++++ 文本节选
UDAF概述
UDAF定义
class 类名 extends UserDefinedAggregateFunction{ }
UDAF的使用
val 对象名= new 类名
spark. udf. register( "自定义UDAF名称" , 对象名)
val df2: DataFrame = spark. sql( "select 字段,UDAF名称(字段) from userinfo group by 字段" )
UDAF示例
object SparkUDAFDemo {
def main( args: Array[ String ] ) : Unit = {
val spark = SparkSession. builder( ) . master( "local[*]" ) . appName( "UDAF" ) . getOrCreate( )
import spark. implicits. _
val df: DataFrame = spark. read. json( "in/user.json" )
val function = new MyAgeAvgFunction
spark. udf. register( "myAvgAge" , function)
df. createTempView( "userinfo" )
val df2: DataFrame = spark. sql( "select sex,myAvgAge(age) from userinfo group by sex" )
df2. show( )
}
}
class MyAgeAvgFunction extends UserDefinedAggregateFunction{
override def inputSchema: StructType = {
new StructType( ) . add( StructField( "age" , LongType) )
}
override def bufferSchema: StructType = {
new StructType( ) . add( StructField( "sum" , LongType) ) . add( StructField( "count" , LongType) )
++++++++
▸ 简短任务: 从这段介绍 Spark UDAF 的节选停下的地方续写下去。 完成这项练习用不到后面列出的各行。
++++ 材料
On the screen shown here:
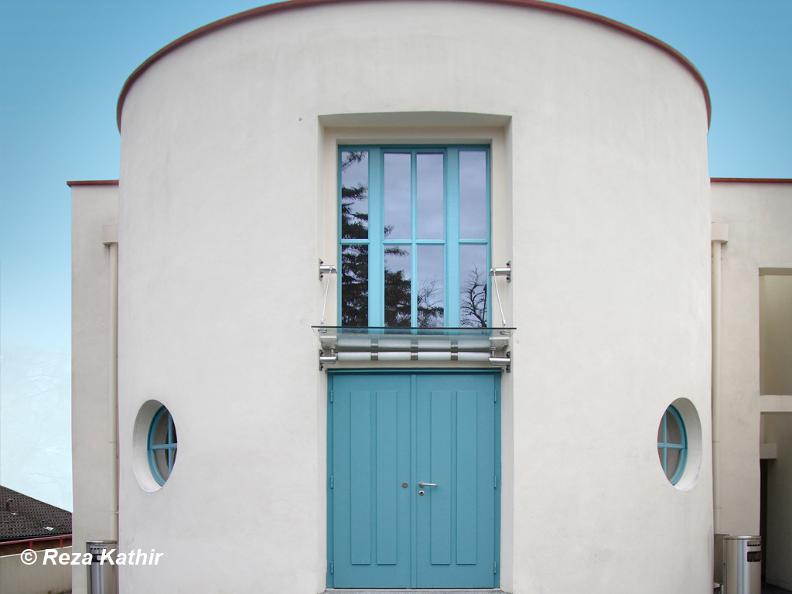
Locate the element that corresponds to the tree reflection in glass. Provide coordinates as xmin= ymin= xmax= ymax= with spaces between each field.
xmin=341 ymin=151 xmax=369 ymax=326
xmin=341 ymin=151 xmax=368 ymax=239
xmin=385 ymin=245 xmax=412 ymax=328
xmin=341 ymin=245 xmax=368 ymax=327
xmin=417 ymin=245 xmax=445 ymax=328
xmin=459 ymin=245 xmax=487 ymax=328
++++++++
▸ 本题答案:
}
override def dataType: DataType = DoubleType
override def deterministic: Boolean = true
override def initialize( buffer: MutableAggregationBuffer) : Unit = {
buffer( 0 ) = 0L
buffer( 1 ) = 0L
}
override def update( buffer: MutableAggregationBuffer, input: Row) : Unit = {
buffer( 0 ) = buffer. getLong( 0 ) + input. getLong( 0 )
buffer( 1 ) = buffer. getLong( 1 ) + 1
}
override def merge( buffer1: MutableAggregationBuffer, buffer2: Row) : Unit = {
buffer1( 0 ) = buffer1. getLong( 0 ) + buffer2. getLong( 0 )
buffer1( 1 ) = buffer1. getLong( 1 ) + buffer2. getLong( 1 )
}
override def evaluate( buffer: Row) : Any = {
buffer. getLong( 0 ) . toDouble/ buffer. getLong( 1 )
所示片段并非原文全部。